* **WHAT TO PRODUCE**
Leave out the pictures and copy the remaining records exactly.

* **MATERIAL SHOWN**

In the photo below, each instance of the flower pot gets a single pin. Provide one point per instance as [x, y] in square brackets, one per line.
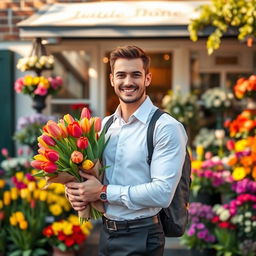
[203, 252]
[57, 252]
[39, 103]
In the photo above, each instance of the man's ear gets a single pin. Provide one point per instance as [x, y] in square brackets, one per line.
[148, 79]
[111, 78]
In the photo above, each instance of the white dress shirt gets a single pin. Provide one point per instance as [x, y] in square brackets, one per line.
[137, 190]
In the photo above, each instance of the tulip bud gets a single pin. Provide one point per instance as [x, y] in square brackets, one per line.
[68, 119]
[85, 125]
[87, 164]
[77, 157]
[52, 155]
[48, 140]
[85, 113]
[82, 143]
[75, 130]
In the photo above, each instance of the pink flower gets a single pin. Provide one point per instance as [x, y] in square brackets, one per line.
[40, 91]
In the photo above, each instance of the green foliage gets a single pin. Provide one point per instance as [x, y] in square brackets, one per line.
[224, 14]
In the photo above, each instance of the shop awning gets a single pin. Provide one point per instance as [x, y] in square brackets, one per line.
[116, 19]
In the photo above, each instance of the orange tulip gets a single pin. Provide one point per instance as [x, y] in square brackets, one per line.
[85, 113]
[68, 119]
[75, 130]
[53, 129]
[85, 125]
[82, 143]
[77, 157]
[63, 128]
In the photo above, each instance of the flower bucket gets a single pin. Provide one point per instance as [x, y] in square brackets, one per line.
[57, 252]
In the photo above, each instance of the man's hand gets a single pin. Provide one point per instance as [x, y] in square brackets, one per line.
[80, 194]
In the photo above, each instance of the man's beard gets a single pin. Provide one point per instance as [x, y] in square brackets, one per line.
[133, 100]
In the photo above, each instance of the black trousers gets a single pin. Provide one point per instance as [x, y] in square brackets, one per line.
[144, 241]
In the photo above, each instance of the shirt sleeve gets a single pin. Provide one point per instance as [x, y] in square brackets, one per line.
[165, 169]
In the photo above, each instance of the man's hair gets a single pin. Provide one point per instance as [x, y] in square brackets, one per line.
[129, 52]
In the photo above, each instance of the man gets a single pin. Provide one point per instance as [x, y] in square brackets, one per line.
[135, 192]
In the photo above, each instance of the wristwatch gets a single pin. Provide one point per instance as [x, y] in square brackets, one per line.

* **SOLUTION FOR THIS TASK**
In the photo below, each instance of the flower pot gets a single pin. Provide one point per instance as [x, y] in square brackets, one per line.
[203, 252]
[57, 252]
[39, 103]
In the photo above, each instance of the man's ear gets a single pin. Provide one point per instance as [x, y] in square brackets, one per line.
[148, 79]
[111, 78]
In the photo above, each instance of the white dress shirt gets a single pin. Provide one point per instance as [x, y] in square brackets, one per line.
[137, 190]
In the photo above, each instance of the tulip bud gets a single pin. Provide one point per instance as [x, y] in square brackets, one per line.
[68, 119]
[85, 125]
[87, 164]
[77, 157]
[52, 155]
[48, 140]
[85, 113]
[82, 143]
[75, 130]
In the photo above, each instance of the pink flower gets a single pin. Provide one point per instance as [x, y] in square brackets, one per line.
[40, 91]
In the photo above, each instance of the green foliage gets a single pin. Provide one point per instance as [x, y] in square brackets, one per line.
[224, 14]
In the photo above, each instance of the shop awning gets a single pin. Provide one point per instance as [x, y] in square brackets, one per line.
[116, 19]
In the photo above, each instance of the orange tulip gets a single pin. Provide one point per instance as [x, y] in square brackets, one per line.
[85, 113]
[68, 119]
[75, 130]
[53, 129]
[85, 125]
[82, 143]
[77, 157]
[63, 128]
In the photo above, each instance of the flower bucket gets a single pin. Provide one point per instance as [x, y] in square brackets, one per line.
[57, 252]
In the photo above, each instance of the man's hand gets a single pin. Provide one point per instance as [x, y] in square brackets, one per line.
[80, 194]
In the photo above, each instance of the man's beard gets a single pin. Provide one point per instance as [x, y] in square brackets, one per line.
[133, 100]
In the photo above, each instance of the black trousers gets a single pin. Provide one point per instance as [x, y] in square brackets, one per line.
[144, 241]
In the photo above, each instance of the shirt sleeve gets a single pin. Provide one point per instance as [x, y] in square brackets, one per line.
[165, 169]
In the photo above, each instance of the man's hair gets a single pin. Provide one point per instance as [x, y] in square brackets, one per line.
[129, 52]
In the photo above, each instance of the man gets a single pin. Provide one point per instance as [x, y] in square brackets, one per line.
[135, 192]
In the photo above, each instance of the wristwatch gets a single pin. Provide one point per instance as [x, y] in square brackets, one per line.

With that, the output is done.